## Passage:
By midlandsmovies, Jul 9 2018 09:00AM
Midlands Interview - Deborah Haywood
Midlands Movies Editor Mike Sales speaks to local filmmaker Deborah Haywood about her new film Pin Cushion, bullying and the brave decision to shoot back at the local school she grew up in.
Midlands Movies Mike: Hi Deborah. Thanks for agreeing to speak to us today. Please can you tell our readers a little bit about yourself?
Deborah Haywood: Hiya. Well, my name is Deborah Haywood and I’m from Swadlincote. I’ve made five short films and have recently complete my first feature film, Pin Cushion.
MMM: And how long have you worked in the film industry?
DH: For ten years. I always wanted to write and I was writing scripts and wanted to read British ones and so I asked producer Sally Hibbin at Parallax (who was once Ken Loach’s producer) for a job as a script reader. To get the (unpaid) job she gave me two scripts and asked me to work out which one was on the rejection pile, and which one was in development. I had to write notes for both of them and luckily I picked the correct one that was in development and Sally liked the notes so much she asked me to become the script editor on it. The script was by the very talented actor and writer Tracy Brabin. Who is now, of course, Labour MP for Batley and Spen!
MMM: That's a great story. So what has been the most difficult hurdle you have had to overcome?
DH: As a writer, I think it’s been learning how to respond to notes. How to progress the script and story so that it satisfies the reader/audience while still keeping my original intention and vision.
MMM: Your new film is Pin Cushion. Can you tell our readers a bit about it and how it came about?
DH: It’s a dark fairy tale love story between an oddball Mother and Daughter and how their moving to a new town affects their relationship. I first wrote the treatment in 2008 and it’s been through various different lives and dark alleys and at times (a lot of the time actually) I never believed it would get made. I’m really glad I persisted.
MMM: And how did you come to cast leads Lily Newmark and Joanna Scanlan?

[Named-object pointing records]
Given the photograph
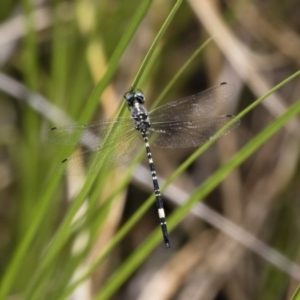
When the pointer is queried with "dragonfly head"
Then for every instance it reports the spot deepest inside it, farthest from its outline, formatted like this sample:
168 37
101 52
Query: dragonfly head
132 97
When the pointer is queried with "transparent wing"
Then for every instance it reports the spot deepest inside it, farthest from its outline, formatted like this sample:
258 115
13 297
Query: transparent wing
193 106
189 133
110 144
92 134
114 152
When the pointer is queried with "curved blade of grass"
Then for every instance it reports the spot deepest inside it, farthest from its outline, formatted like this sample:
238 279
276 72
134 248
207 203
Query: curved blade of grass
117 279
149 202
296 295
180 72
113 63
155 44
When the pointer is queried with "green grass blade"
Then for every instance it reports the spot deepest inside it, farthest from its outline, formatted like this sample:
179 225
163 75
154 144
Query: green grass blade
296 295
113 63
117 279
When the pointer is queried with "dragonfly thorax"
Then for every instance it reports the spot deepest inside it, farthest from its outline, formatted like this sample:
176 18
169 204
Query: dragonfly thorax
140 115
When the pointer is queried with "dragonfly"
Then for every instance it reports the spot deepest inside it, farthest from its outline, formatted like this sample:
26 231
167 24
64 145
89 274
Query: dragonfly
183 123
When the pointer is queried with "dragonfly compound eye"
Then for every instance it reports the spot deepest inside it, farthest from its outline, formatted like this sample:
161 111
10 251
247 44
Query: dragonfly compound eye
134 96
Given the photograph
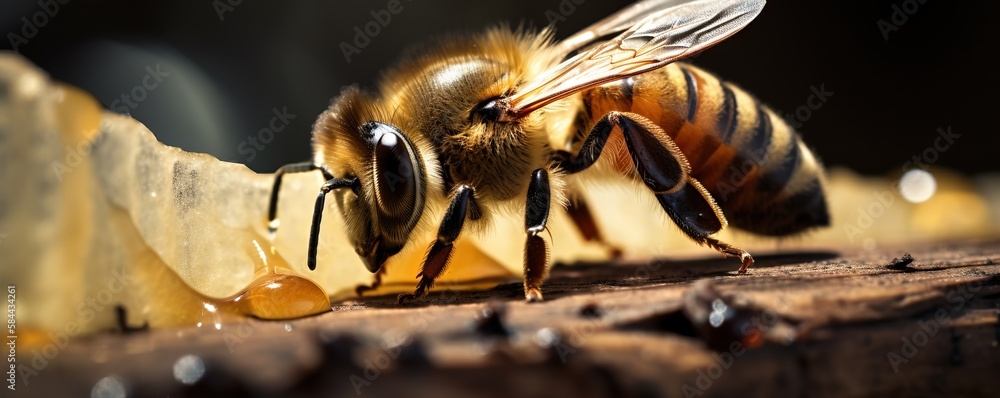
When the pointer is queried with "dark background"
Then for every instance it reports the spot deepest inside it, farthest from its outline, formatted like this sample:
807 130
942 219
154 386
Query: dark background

## What to do:
• 1. Answer these from the Deborah Haywood interview:
(a) Which town does Deborah Haywood say she is from?
(b) For how many years has she worked in the film industry?
(c) In what year did she first write the treatment for Pin Cushion?
• 2. Carry on the Deborah Haywood interview from its final line.

## Answers to the exercise:
• 1.
(a) Swadlincote
(b) Ten years
(c) 2008

• 2.
DH: Kharmel Cochrane and her team found Lily and I picked her out of a massive amount of videos they sent me. They had worked with her before for a pop video. I told them I was looking for someone who seemed untouched by modern life, and Lily felt like that in both her essence and her unusual looks. She looked like a pretty prawn or a beautiful rare salmon who had never seen dry land. So I met her and I fell in love! I think Gavin got the script to Joanna? Then Kharmel fixed up a meeting? I’m not exactly sure!
There was so much happening and often these things just magically happen and I’m not always privy to the ins and outs! All I know is we went up to Manchester to meet Joanna on her day off because she was shooting No Offence. And we talked and talked and I instinctively knew that if Joanna said yes then she would take such good care of Lyn. And she did. They both did. I think both Lily and Joanna cared for Iona and Lyn a great deal and that shows on screen and in their wonderfully sensitive performances.
MMM: That sounds great that such a bond was made between the cast. But how did you make the decision to film in the Midlands?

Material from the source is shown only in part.